*EXERCISE 1:* Reproduce the part of the Peter Hofmann passage between "August 22, 1944- November" and "of the world.", inclusive.
*EXERCISE 2:* In the Peter Hofmann passage, condense the paragraph beginning "Peter Hofmann was born in Marienbad" into a short bulleted list that keeps its main facts.
*EXERCISE 3:*
Answer these questions from the Peter Hofmann passage:
(a) In what year and in which city did Hofmann record his album Love Me Tender?
(b) In what role, and in which city, did he make his debut in 1972?
(c) Who sang Sieglinde opposite his Siegmund?

These twin passions co-existed for years in harmony in Peter’s soul, and he was been able to impart this special feeling. His huge success in both music worlds gave him the right. No other German artist has had the same success in both genres.
He proved that in 1988 in his fantastic album Monuments in which his popular interpretations of classical works became world hits – for example, All By Myself from the Second Piano Concerto of Rachmaninoff or Song of Joy from Beethoven’s Ninth Symphony. But one also found genuine classics like Bach/Gounod’s famous Ave Maria on this recording. The singer further demonstrated his versatility when in 1992 he realized a lifelong dream to sing Elvis. In Los Angeles he recorded his album Love Me Tender.
“I am not imitating him, but rather giving the entire project my own interpretation. It is not necessary for me to reshape my voice around Elvis’, but I must be able to sing the music.”
And sing he could! It’s Now or Never or Are You Lonesome Tonight were given first class interpretations in Hofmann’s passionate performance. Whether as Siegmund in Wagner’s Walküre, or the Phantom in the musical Phantom of the Opera, or as an Elvis interpreter, in each case Peter Hofmann gave his audiences a thrill with his magnificent heroic voice.
August 22, 1944- November 29, 2010
Peter Hofmann was not only a singer of extraordinary caliber with a dazzling stage presence and a glorious heldentenor voice, but he was also a unique man who had enormous charisma together with a wonderful sense of humor. He did not let himself be manipulated; he always remained true to himself and he even could occasionally become stubborn if the situation demanded it and he was convinced of his idea. His life was a study in contrasts: here living an idyllic life in his little Schloss in the picturesque Bavarian Oberpfalz, there in the grand opera houses and on the most important concert stages of the world.
Peter Hofmann was born in Marienbad in 1944 and grew up in Darmstadt. A decathlon champion in his youth, he served a stint as a paratrooper in the German Bundeswehr to finance his musical studies at the Karlsruhe Conservatory, where he worked with Emmy Seiberlich and was later mentored by the American tenor, Jess Thomas. He made his debut as Tamino in Lübeck in 1972, guested throughout Europe in heroic roles, and in 1976 burst upon the world stage in Bayreuth’s 100th Anniversary Ring, directed by the late Patrice Chéreau. Hofmann’s Siegmund in Die Walküre struck the world of opera like a bolt of lightning. It was ,as critic Barry Millington described it in his obituary in The Guardian, a performance that changed the face of operatic history. Well-upholstered sopranos and tenors might continue to stalk the operatic stage, but with the filming of performances becoming increasingly popular, it was the likes of Hofmann and Altmeyer (his Sieglinde) that were now in demand.

*INFORMATION SHOWN:*
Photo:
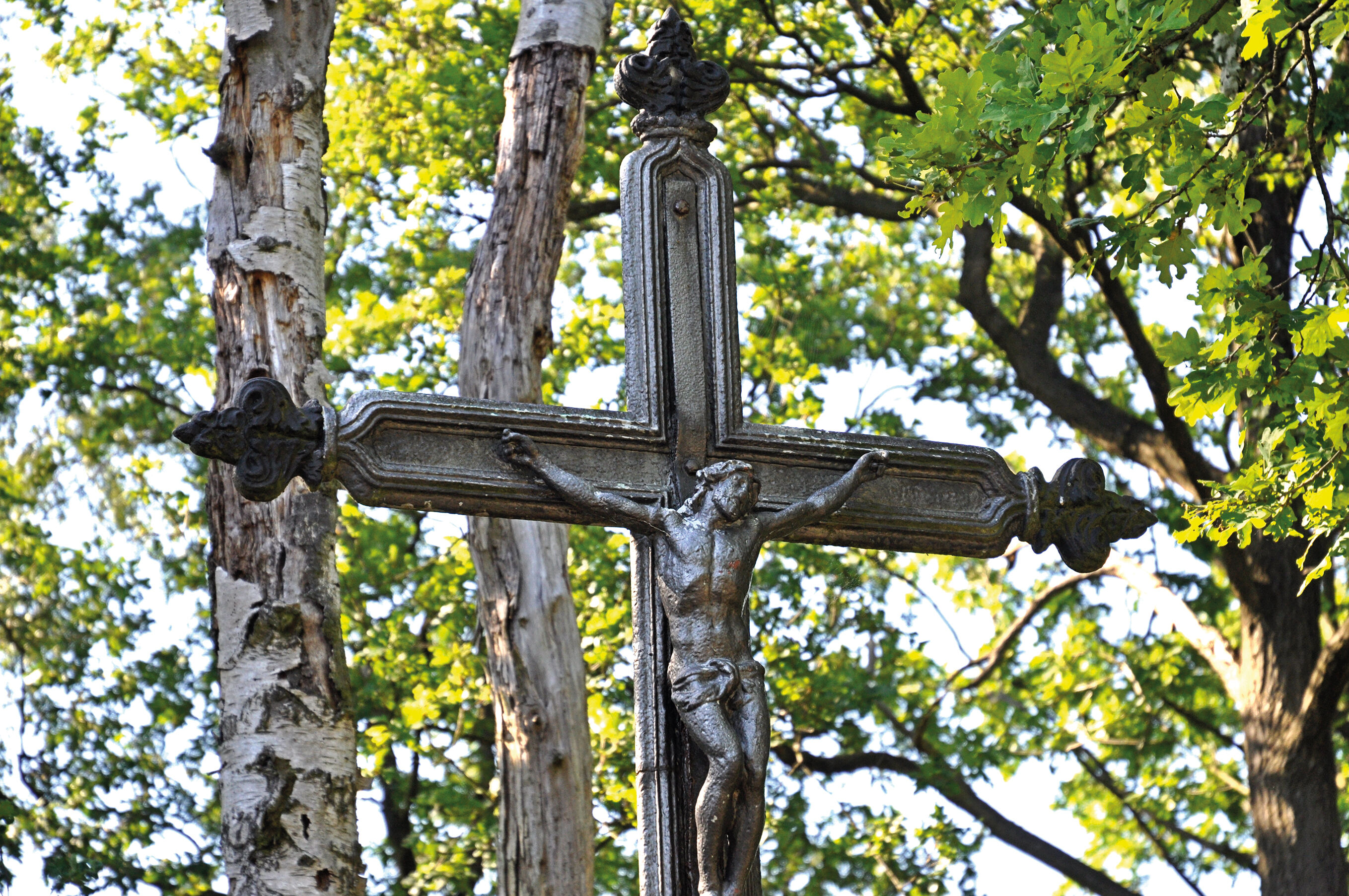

*EXERCISE RESPONSE 1:*
August 22, 1944- November 29, 2010
Peter Hofmann was not only a singer of extraordinary caliber with a dazzling stage presence and a glorious heldentenor voice, but he was also a unique man who had enormous charisma together with a wonderful sense of humor. He did not let himself be manipulated; he always remained true to himself and he even could occasionally become stubborn if the situation demanded it and he was convinced of his idea. His life was a study in contrasts: here living an idyllic life in his little Schloss in the picturesque Bavarian Oberpfalz, there in the grand opera houses and on the most important concert stages of the world.

*EXERCISE RESPONSE 2:*
- Born in Marienbad in 1944 and grew up in Darmstadt.
- Was a decathlon champion in his youth.
- Served as a paratrooper in the German Bundeswehr to pay for musical studies at the Karlsruhe Conservatory.
- Worked with Emmy Seiberlich there and was later mentored by the American tenor Jess Thomas.
- Debuted as Tamino in Lübeck in 1972 and then guested throughout Europe in heroic roles.
- Rose to world fame in 1976 in Bayreuth's 100th Anniversary Ring, directed by Patrice Chéreau.
- His Siegmund in Die Walküre was described by critic Barry Millington in The Guardian as a performance that changed the face of operatic history.
- As filmed performances grew more popular, singers like Hofmann and Altmeyer, his Sieglinde, were now in demand.

*EXERCISE RESPONSE 3:*
(a) He recorded it in 1992 in Los Angeles.
(b) He debuted as Tamino in Lübeck.
(c) Altmeyer sang Sieglinde.